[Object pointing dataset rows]
- - -
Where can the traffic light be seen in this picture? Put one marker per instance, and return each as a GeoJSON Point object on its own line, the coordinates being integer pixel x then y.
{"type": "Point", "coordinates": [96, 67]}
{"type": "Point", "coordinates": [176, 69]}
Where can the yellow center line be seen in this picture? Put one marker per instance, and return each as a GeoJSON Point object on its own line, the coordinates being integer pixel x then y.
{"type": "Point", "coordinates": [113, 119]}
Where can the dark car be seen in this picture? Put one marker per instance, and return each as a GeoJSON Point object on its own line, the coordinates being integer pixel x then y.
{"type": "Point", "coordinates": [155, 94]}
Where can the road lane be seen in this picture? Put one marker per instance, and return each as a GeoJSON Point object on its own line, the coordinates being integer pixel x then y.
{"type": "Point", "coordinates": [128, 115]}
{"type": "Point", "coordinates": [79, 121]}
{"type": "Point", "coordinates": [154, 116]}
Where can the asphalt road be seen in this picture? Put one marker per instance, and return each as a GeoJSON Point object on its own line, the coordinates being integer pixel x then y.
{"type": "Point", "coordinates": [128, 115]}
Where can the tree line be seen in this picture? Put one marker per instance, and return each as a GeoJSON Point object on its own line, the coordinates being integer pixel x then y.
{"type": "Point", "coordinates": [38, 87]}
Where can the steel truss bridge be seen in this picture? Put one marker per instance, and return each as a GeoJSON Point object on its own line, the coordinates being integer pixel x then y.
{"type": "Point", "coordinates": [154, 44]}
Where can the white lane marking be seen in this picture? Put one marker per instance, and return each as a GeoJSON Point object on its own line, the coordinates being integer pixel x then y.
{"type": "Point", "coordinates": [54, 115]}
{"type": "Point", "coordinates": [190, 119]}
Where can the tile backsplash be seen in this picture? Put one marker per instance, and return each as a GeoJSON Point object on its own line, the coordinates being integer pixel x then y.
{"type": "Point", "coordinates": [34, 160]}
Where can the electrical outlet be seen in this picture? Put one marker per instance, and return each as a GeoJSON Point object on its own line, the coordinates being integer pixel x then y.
- - -
WHAT YOU HAVE TO DO:
From the data above, extract every line in its exact form.

FINAL ANSWER:
Where can the traffic light be seen in this picture? Put one marker per instance, and return each as a GeoJSON Point object on its own line, the coordinates being integer pixel x then y.
{"type": "Point", "coordinates": [96, 67]}
{"type": "Point", "coordinates": [176, 69]}
Where can the yellow center line be seen in this picture? Put one marker per instance, and return each as a GeoJSON Point object on its own line, the coordinates being integer pixel x then y.
{"type": "Point", "coordinates": [113, 119]}
Where can the dark car be seen in this picture? Put one marker per instance, and return each as a GeoJSON Point object on its own line, the coordinates being integer pixel x then y.
{"type": "Point", "coordinates": [155, 94]}
Where can the road lane be seen in this picture? Put one marker per instance, and return each as a GeoJSON Point object on its own line, the coordinates being integer pixel x then y.
{"type": "Point", "coordinates": [128, 115]}
{"type": "Point", "coordinates": [79, 121]}
{"type": "Point", "coordinates": [154, 116]}
Where can the asphalt road be seen in this picture? Put one marker per instance, and return each as a GeoJSON Point object on its own line, the coordinates being integer pixel x then y.
{"type": "Point", "coordinates": [128, 115]}
Where can the tree line be seen in this picture? Put one marker per instance, and return each as a GeoJSON Point object on its own line, the coordinates being integer pixel x then y.
{"type": "Point", "coordinates": [38, 87]}
Where can the steel truss bridge be seen in this picture? Put one marker per instance, and return each as a GeoJSON Point object on its own line, the coordinates being integer pixel x then y.
{"type": "Point", "coordinates": [154, 44]}
Where can the white lane marking be seen in this picture? Put one marker per instance, and return each as a GeoJSON Point object on its own line, the coordinates being integer pixel x then y.
{"type": "Point", "coordinates": [54, 115]}
{"type": "Point", "coordinates": [190, 119]}
Where can the tile backsplash be seen in this picture? Put one marker per instance, and return each as a GeoJSON Point object on its own line, the coordinates being integer pixel x then y.
{"type": "Point", "coordinates": [34, 160]}
Where can the electrical outlet be seen in this picture? Put one marker per instance, and return each as a GeoJSON Point object on its own line, the coordinates being integer pixel x then y.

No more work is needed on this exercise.